Only the text should be kept: print every entry below exactly and leave each image out.

▽

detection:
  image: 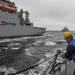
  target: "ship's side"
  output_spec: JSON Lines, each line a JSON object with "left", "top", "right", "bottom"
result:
{"left": 60, "top": 61, "right": 75, "bottom": 75}
{"left": 61, "top": 26, "right": 69, "bottom": 32}
{"left": 55, "top": 61, "right": 75, "bottom": 75}
{"left": 0, "top": 0, "right": 46, "bottom": 38}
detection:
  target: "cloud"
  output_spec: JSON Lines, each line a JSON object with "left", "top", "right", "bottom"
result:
{"left": 11, "top": 0, "right": 75, "bottom": 30}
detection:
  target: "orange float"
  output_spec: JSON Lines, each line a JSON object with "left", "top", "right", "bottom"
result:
{"left": 0, "top": 4, "right": 3, "bottom": 8}
{"left": 4, "top": 5, "right": 16, "bottom": 11}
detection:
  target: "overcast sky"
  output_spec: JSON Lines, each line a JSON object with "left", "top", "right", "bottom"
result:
{"left": 11, "top": 0, "right": 75, "bottom": 31}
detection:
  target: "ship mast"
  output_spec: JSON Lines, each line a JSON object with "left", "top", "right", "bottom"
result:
{"left": 25, "top": 11, "right": 31, "bottom": 25}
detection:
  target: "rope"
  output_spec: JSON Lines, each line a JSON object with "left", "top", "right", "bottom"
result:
{"left": 43, "top": 53, "right": 59, "bottom": 75}
{"left": 8, "top": 50, "right": 68, "bottom": 75}
{"left": 65, "top": 60, "right": 67, "bottom": 75}
{"left": 41, "top": 54, "right": 57, "bottom": 75}
{"left": 42, "top": 50, "right": 68, "bottom": 75}
{"left": 58, "top": 50, "right": 68, "bottom": 75}
{"left": 8, "top": 54, "right": 55, "bottom": 75}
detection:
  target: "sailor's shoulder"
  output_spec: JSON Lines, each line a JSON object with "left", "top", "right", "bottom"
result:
{"left": 67, "top": 44, "right": 75, "bottom": 50}
{"left": 69, "top": 40, "right": 75, "bottom": 47}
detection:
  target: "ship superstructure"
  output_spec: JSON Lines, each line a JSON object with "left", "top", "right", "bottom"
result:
{"left": 61, "top": 26, "right": 69, "bottom": 32}
{"left": 0, "top": 0, "right": 46, "bottom": 38}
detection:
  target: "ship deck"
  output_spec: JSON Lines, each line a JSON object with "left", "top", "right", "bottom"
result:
{"left": 55, "top": 61, "right": 75, "bottom": 75}
{"left": 60, "top": 61, "right": 75, "bottom": 75}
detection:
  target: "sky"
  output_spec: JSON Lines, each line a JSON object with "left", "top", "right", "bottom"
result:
{"left": 11, "top": 0, "right": 75, "bottom": 31}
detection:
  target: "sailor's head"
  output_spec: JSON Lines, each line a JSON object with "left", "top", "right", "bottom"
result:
{"left": 64, "top": 31, "right": 73, "bottom": 43}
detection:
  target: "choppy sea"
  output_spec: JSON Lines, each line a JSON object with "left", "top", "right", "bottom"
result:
{"left": 0, "top": 31, "right": 75, "bottom": 75}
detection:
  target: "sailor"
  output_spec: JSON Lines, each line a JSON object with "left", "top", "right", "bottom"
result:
{"left": 62, "top": 31, "right": 75, "bottom": 75}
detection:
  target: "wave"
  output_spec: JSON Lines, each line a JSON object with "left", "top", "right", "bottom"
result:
{"left": 25, "top": 47, "right": 34, "bottom": 56}
{"left": 55, "top": 40, "right": 66, "bottom": 44}
{"left": 0, "top": 47, "right": 66, "bottom": 75}
{"left": 11, "top": 47, "right": 20, "bottom": 50}
{"left": 0, "top": 39, "right": 12, "bottom": 43}
{"left": 0, "top": 36, "right": 36, "bottom": 43}
{"left": 44, "top": 52, "right": 55, "bottom": 58}
{"left": 0, "top": 67, "right": 16, "bottom": 74}
{"left": 45, "top": 41, "right": 56, "bottom": 46}
{"left": 35, "top": 40, "right": 43, "bottom": 44}
{"left": 7, "top": 43, "right": 21, "bottom": 46}
{"left": 0, "top": 66, "right": 24, "bottom": 75}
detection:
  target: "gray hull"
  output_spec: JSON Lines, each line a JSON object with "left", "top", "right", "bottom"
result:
{"left": 60, "top": 61, "right": 74, "bottom": 75}
{"left": 0, "top": 0, "right": 46, "bottom": 38}
{"left": 52, "top": 61, "right": 74, "bottom": 75}
{"left": 0, "top": 24, "right": 46, "bottom": 38}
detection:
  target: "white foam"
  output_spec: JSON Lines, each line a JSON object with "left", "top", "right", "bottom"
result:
{"left": 45, "top": 41, "right": 56, "bottom": 46}
{"left": 32, "top": 43, "right": 38, "bottom": 46}
{"left": 45, "top": 34, "right": 57, "bottom": 37}
{"left": 57, "top": 40, "right": 65, "bottom": 42}
{"left": 56, "top": 40, "right": 66, "bottom": 43}
{"left": 25, "top": 47, "right": 34, "bottom": 56}
{"left": 0, "top": 37, "right": 32, "bottom": 43}
{"left": 0, "top": 39, "right": 12, "bottom": 43}
{"left": 8, "top": 43, "right": 20, "bottom": 47}
{"left": 11, "top": 47, "right": 20, "bottom": 50}
{"left": 30, "top": 36, "right": 46, "bottom": 39}
{"left": 44, "top": 53, "right": 52, "bottom": 58}
{"left": 0, "top": 67, "right": 16, "bottom": 74}
{"left": 35, "top": 40, "right": 43, "bottom": 44}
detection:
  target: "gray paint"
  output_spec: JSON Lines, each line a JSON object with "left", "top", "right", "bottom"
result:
{"left": 0, "top": 0, "right": 46, "bottom": 38}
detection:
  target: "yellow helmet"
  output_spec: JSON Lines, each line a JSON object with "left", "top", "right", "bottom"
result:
{"left": 64, "top": 31, "right": 72, "bottom": 39}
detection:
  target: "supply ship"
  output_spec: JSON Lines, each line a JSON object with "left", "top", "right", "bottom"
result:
{"left": 0, "top": 0, "right": 46, "bottom": 38}
{"left": 61, "top": 26, "right": 69, "bottom": 32}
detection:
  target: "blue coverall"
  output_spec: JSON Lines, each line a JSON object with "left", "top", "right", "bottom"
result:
{"left": 65, "top": 39, "right": 75, "bottom": 75}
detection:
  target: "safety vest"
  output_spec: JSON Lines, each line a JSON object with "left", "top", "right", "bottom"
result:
{"left": 69, "top": 39, "right": 75, "bottom": 63}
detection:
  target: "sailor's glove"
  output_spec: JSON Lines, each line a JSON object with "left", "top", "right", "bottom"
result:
{"left": 60, "top": 53, "right": 65, "bottom": 58}
{"left": 57, "top": 49, "right": 65, "bottom": 58}
{"left": 57, "top": 49, "right": 62, "bottom": 54}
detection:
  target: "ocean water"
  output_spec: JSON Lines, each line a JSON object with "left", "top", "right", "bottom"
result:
{"left": 0, "top": 31, "right": 75, "bottom": 75}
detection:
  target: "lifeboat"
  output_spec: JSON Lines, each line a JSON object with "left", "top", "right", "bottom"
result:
{"left": 4, "top": 5, "right": 16, "bottom": 11}
{"left": 0, "top": 4, "right": 2, "bottom": 8}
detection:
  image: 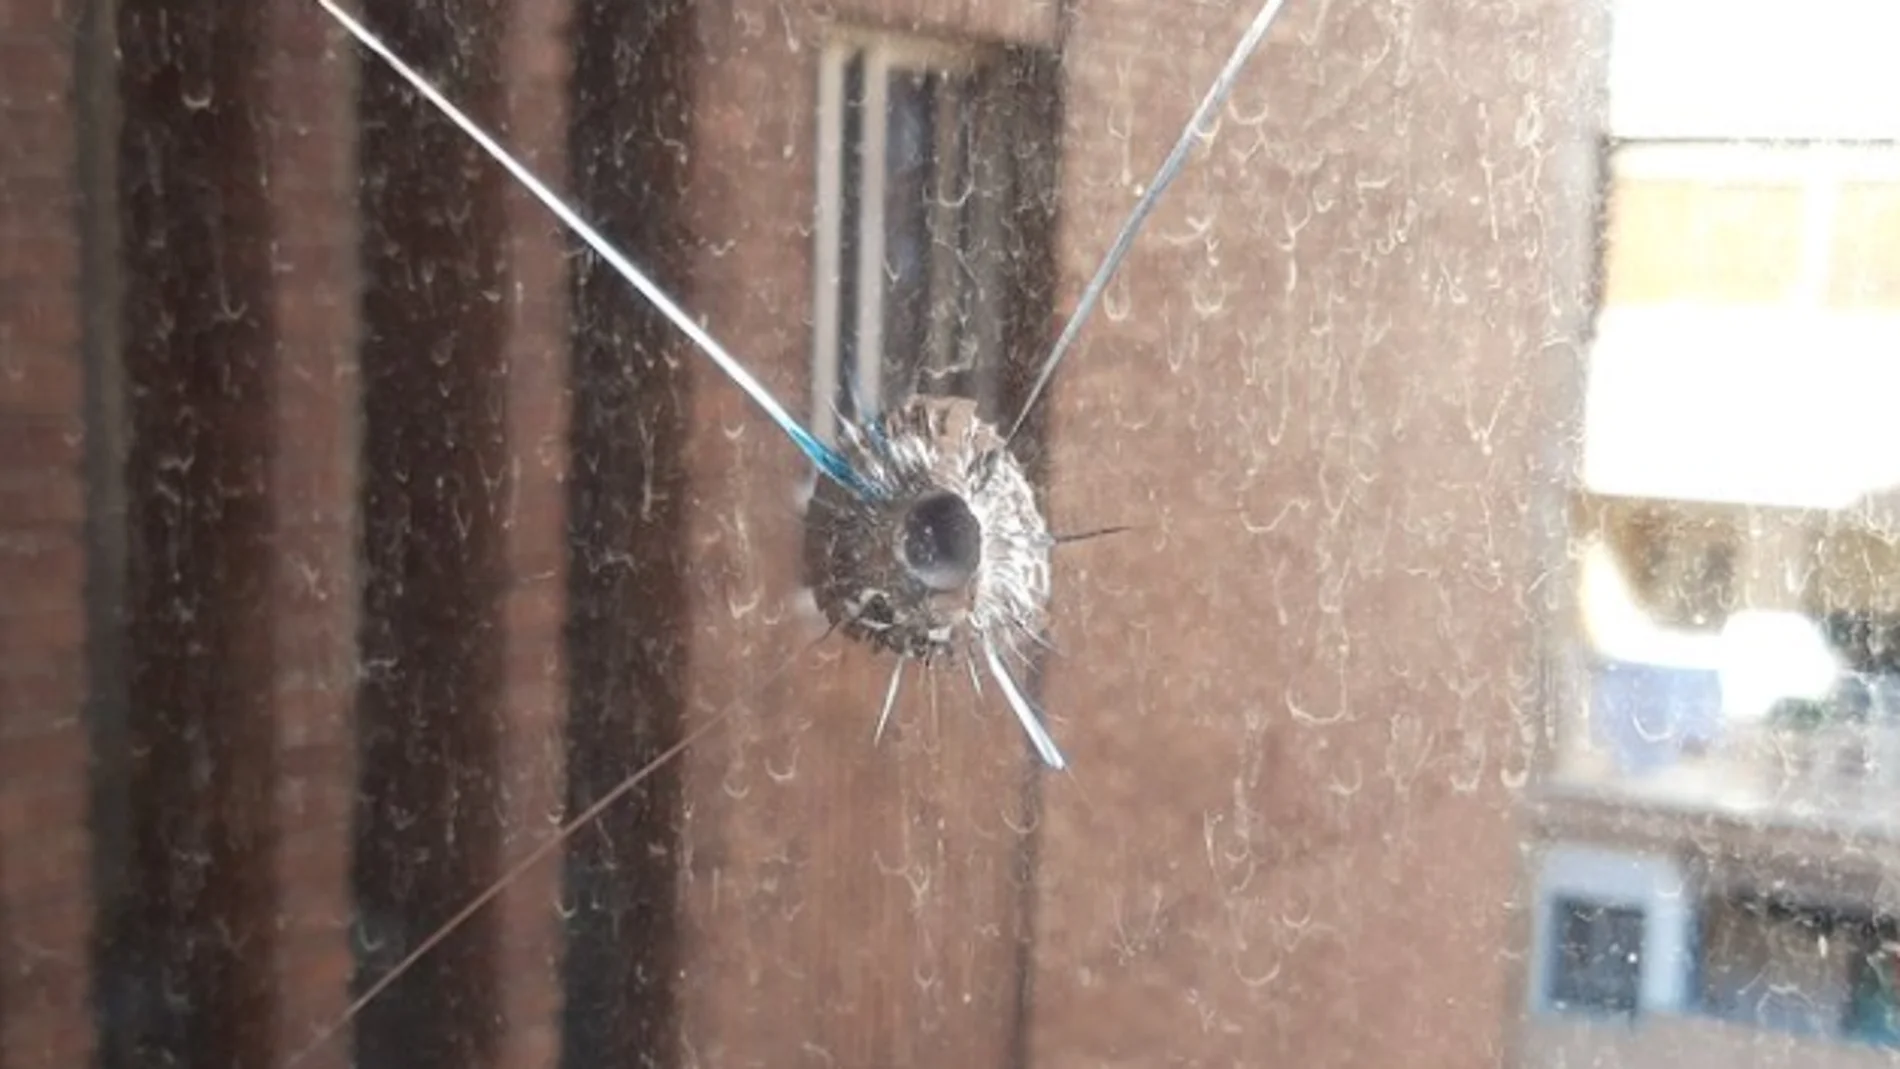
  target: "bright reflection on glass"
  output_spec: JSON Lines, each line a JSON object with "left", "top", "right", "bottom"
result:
{"left": 1537, "top": 4, "right": 1900, "bottom": 1065}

△

Result of the task
detection:
  image: 
  target: "ship's side"
  output_spec: JSON Lines, each line a JSON object with "left", "top", "right", "bottom"
result:
{"left": 60, "top": 61, "right": 75, "bottom": 75}
{"left": 61, "top": 26, "right": 69, "bottom": 32}
{"left": 55, "top": 61, "right": 75, "bottom": 75}
{"left": 0, "top": 0, "right": 46, "bottom": 38}
detection:
  target: "cloud"
  output_spec: JSON Lines, each line a JSON object with "left", "top", "right", "bottom"
result:
{"left": 11, "top": 0, "right": 75, "bottom": 30}
detection:
  target: "orange float"
  output_spec: JSON Lines, each line a JSON object with "left", "top", "right", "bottom"
result:
{"left": 0, "top": 4, "right": 3, "bottom": 8}
{"left": 4, "top": 5, "right": 16, "bottom": 11}
detection:
  target: "overcast sky"
  output_spec: JSON Lines, each line a JSON object with "left", "top", "right", "bottom"
result:
{"left": 11, "top": 0, "right": 75, "bottom": 31}
detection:
  target: "ship mast"
  output_spec: JSON Lines, each line a JSON object with "left", "top", "right", "bottom"
result:
{"left": 25, "top": 11, "right": 31, "bottom": 25}
detection:
  target: "rope"
  output_spec: JSON Lines, each line a JSON object with "left", "top", "right", "bottom"
result:
{"left": 43, "top": 53, "right": 59, "bottom": 75}
{"left": 8, "top": 50, "right": 68, "bottom": 75}
{"left": 65, "top": 60, "right": 67, "bottom": 75}
{"left": 41, "top": 54, "right": 57, "bottom": 75}
{"left": 42, "top": 50, "right": 68, "bottom": 75}
{"left": 58, "top": 50, "right": 68, "bottom": 75}
{"left": 8, "top": 54, "right": 55, "bottom": 75}
detection:
  target: "sailor's shoulder"
  output_spec: JSON Lines, each line a JSON object with "left", "top", "right", "bottom"
result:
{"left": 67, "top": 44, "right": 75, "bottom": 50}
{"left": 69, "top": 40, "right": 75, "bottom": 47}
detection:
  target: "ship superstructure"
  output_spec: JSON Lines, each line a JSON object with "left", "top", "right", "bottom"
result:
{"left": 61, "top": 26, "right": 69, "bottom": 32}
{"left": 0, "top": 0, "right": 46, "bottom": 38}
detection:
  target: "ship deck"
  output_spec: JSON Lines, each line a JSON object with "left", "top", "right", "bottom"
result:
{"left": 55, "top": 61, "right": 75, "bottom": 75}
{"left": 60, "top": 61, "right": 75, "bottom": 75}
detection:
  target: "sky"
  output_spec: JSON Lines, each line a JSON object with "left", "top", "right", "bottom"
result:
{"left": 11, "top": 0, "right": 75, "bottom": 31}
detection:
  target: "sailor's head"
  output_spec: JSON Lines, each line a JSON object with "left", "top", "right", "bottom"
result:
{"left": 64, "top": 31, "right": 73, "bottom": 43}
detection:
  target: "choppy sea"
  output_spec: JSON Lines, each line a JSON object with "left", "top", "right", "bottom"
result:
{"left": 0, "top": 31, "right": 75, "bottom": 75}
detection:
  target: "sailor"
  output_spec: JSON Lines, each line a JSON object with "left", "top", "right", "bottom"
result:
{"left": 62, "top": 31, "right": 75, "bottom": 75}
detection:
  target: "wave"
  output_spec: JSON Lines, each line a JSON object with "left", "top", "right", "bottom"
result:
{"left": 25, "top": 47, "right": 34, "bottom": 56}
{"left": 55, "top": 40, "right": 66, "bottom": 44}
{"left": 0, "top": 47, "right": 66, "bottom": 75}
{"left": 11, "top": 47, "right": 20, "bottom": 50}
{"left": 0, "top": 39, "right": 12, "bottom": 43}
{"left": 0, "top": 36, "right": 36, "bottom": 43}
{"left": 44, "top": 52, "right": 55, "bottom": 58}
{"left": 0, "top": 67, "right": 16, "bottom": 74}
{"left": 45, "top": 41, "right": 56, "bottom": 46}
{"left": 35, "top": 40, "right": 43, "bottom": 44}
{"left": 7, "top": 43, "right": 21, "bottom": 46}
{"left": 0, "top": 66, "right": 24, "bottom": 75}
detection:
  target: "gray hull"
  output_spec: JSON Lines, each line a JSON object with "left", "top", "right", "bottom"
result:
{"left": 60, "top": 61, "right": 74, "bottom": 75}
{"left": 0, "top": 0, "right": 46, "bottom": 38}
{"left": 52, "top": 61, "right": 74, "bottom": 75}
{"left": 0, "top": 24, "right": 46, "bottom": 38}
detection:
  target: "white foam"
  output_spec: JSON Lines, each line a JSON object with "left", "top", "right", "bottom"
result:
{"left": 45, "top": 41, "right": 56, "bottom": 46}
{"left": 32, "top": 43, "right": 38, "bottom": 46}
{"left": 45, "top": 34, "right": 57, "bottom": 37}
{"left": 57, "top": 40, "right": 65, "bottom": 42}
{"left": 56, "top": 40, "right": 66, "bottom": 43}
{"left": 25, "top": 47, "right": 34, "bottom": 56}
{"left": 0, "top": 37, "right": 32, "bottom": 43}
{"left": 0, "top": 39, "right": 12, "bottom": 43}
{"left": 8, "top": 43, "right": 20, "bottom": 47}
{"left": 11, "top": 47, "right": 20, "bottom": 50}
{"left": 30, "top": 36, "right": 46, "bottom": 39}
{"left": 44, "top": 53, "right": 52, "bottom": 58}
{"left": 0, "top": 67, "right": 16, "bottom": 74}
{"left": 35, "top": 40, "right": 43, "bottom": 44}
detection:
  target: "gray paint"
  output_spec: JSON Lines, each line a JSON object with "left", "top", "right", "bottom"
result:
{"left": 0, "top": 0, "right": 46, "bottom": 38}
detection:
  target: "yellow helmet"
  output_spec: JSON Lines, each line a JSON object with "left", "top", "right", "bottom"
result:
{"left": 64, "top": 31, "right": 72, "bottom": 39}
detection:
  target: "supply ship"
  output_spec: JSON Lines, each line a JSON object with "left", "top", "right", "bottom"
result:
{"left": 0, "top": 0, "right": 46, "bottom": 38}
{"left": 61, "top": 26, "right": 69, "bottom": 32}
detection:
  target: "blue coverall"
  output_spec: JSON Lines, each line a JSON object with "left", "top", "right", "bottom"
result:
{"left": 65, "top": 39, "right": 75, "bottom": 75}
detection:
  target: "safety vest"
  output_spec: JSON Lines, each line a JSON object with "left", "top", "right", "bottom"
result:
{"left": 69, "top": 39, "right": 75, "bottom": 63}
detection:
  target: "sailor's glove"
  output_spec: JSON Lines, each line a JSON object with "left", "top", "right", "bottom"
result:
{"left": 60, "top": 53, "right": 65, "bottom": 58}
{"left": 57, "top": 49, "right": 65, "bottom": 58}
{"left": 57, "top": 49, "right": 62, "bottom": 54}
detection:
  target: "ocean water"
  output_spec: JSON Lines, each line a JSON object with "left", "top", "right", "bottom"
result:
{"left": 0, "top": 31, "right": 75, "bottom": 75}
detection:
  target: "lifeboat"
  output_spec: JSON Lines, each line a JSON object with "left", "top", "right", "bottom"
result:
{"left": 4, "top": 5, "right": 16, "bottom": 11}
{"left": 0, "top": 4, "right": 2, "bottom": 8}
detection:
  image: 
  target: "bright reflection on glass"
  output_spec: JSON Lines, each line a JSON object with "left", "top", "right", "bottom"
result:
{"left": 1537, "top": 4, "right": 1900, "bottom": 1065}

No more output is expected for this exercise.